__TASK TO CARRY OUT__
All lines in the records below that hold "tower" are to be shown.

------------------------------------------------

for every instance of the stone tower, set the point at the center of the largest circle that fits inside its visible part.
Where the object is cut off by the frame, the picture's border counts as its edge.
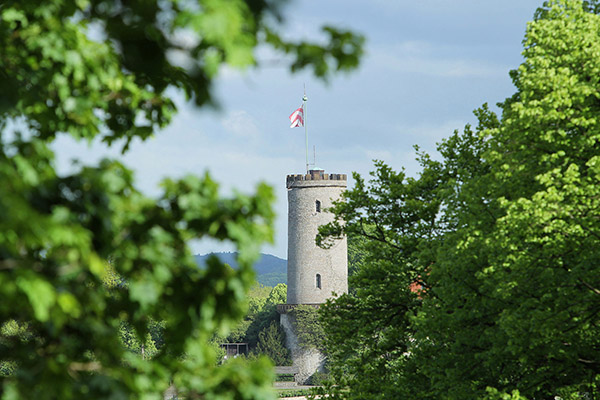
(313, 273)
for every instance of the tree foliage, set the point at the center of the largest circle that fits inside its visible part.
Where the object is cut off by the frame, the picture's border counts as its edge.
(271, 343)
(100, 69)
(491, 288)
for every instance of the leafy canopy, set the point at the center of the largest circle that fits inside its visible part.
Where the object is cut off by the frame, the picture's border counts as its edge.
(481, 278)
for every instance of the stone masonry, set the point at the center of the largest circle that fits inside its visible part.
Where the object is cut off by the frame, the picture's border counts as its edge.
(314, 273)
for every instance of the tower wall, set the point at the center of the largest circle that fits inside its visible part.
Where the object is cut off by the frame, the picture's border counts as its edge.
(308, 265)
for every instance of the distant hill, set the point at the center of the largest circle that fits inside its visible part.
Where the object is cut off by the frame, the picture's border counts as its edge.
(270, 270)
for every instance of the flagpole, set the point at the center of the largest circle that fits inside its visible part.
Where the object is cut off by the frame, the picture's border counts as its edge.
(304, 98)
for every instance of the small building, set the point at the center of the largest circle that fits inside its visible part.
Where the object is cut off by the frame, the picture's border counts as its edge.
(234, 349)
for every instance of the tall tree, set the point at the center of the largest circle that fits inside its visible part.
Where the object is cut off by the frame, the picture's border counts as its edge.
(101, 69)
(510, 296)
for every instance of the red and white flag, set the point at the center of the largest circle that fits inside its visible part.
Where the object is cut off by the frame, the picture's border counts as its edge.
(297, 118)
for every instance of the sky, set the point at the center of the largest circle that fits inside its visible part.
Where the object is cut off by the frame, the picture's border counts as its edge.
(427, 65)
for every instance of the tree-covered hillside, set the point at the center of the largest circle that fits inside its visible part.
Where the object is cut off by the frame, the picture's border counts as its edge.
(270, 270)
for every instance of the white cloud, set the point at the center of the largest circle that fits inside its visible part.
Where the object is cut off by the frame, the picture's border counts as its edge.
(424, 58)
(241, 124)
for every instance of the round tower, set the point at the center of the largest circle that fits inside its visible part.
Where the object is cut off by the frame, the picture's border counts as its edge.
(313, 273)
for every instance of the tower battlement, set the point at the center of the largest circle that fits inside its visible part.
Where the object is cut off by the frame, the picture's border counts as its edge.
(314, 273)
(313, 177)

------------------------------------------------

__TASK OUTPUT__
for every instance of the stone tower, set the point at the center of the largest circle that fits inside its visible part.
for every instance of the tower wall, set the point at the center of the largest circle that fits inside its visible part.
for every instance of the round tower, set the point at the center of the largest circle that fits inside its visible part.
for every instance of the tower battlement, set the point at the center of the largest circle that fits inside its visible part.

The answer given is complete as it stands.